TASK BRIEF |
Write out the data exactly as given, dropping every picture.

Source data:
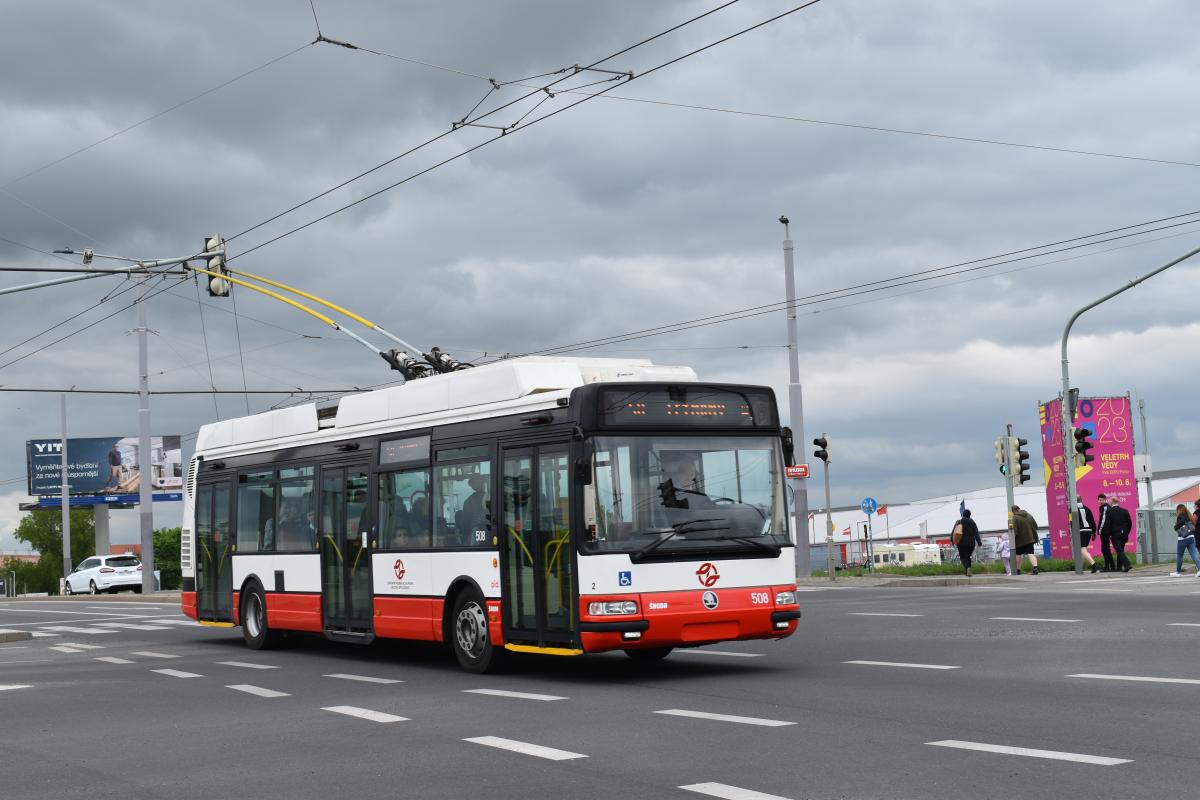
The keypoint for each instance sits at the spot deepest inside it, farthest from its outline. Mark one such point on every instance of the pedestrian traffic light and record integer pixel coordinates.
(214, 253)
(1083, 444)
(822, 450)
(1018, 459)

TASK SOLUTION |
The keypoint for each instance sits at the spot deepest inside it, farthest from its outline. Mark one such point on every instance of the pedestrian traffic light and record integer pixel coordinates.
(214, 253)
(1083, 444)
(822, 450)
(1018, 459)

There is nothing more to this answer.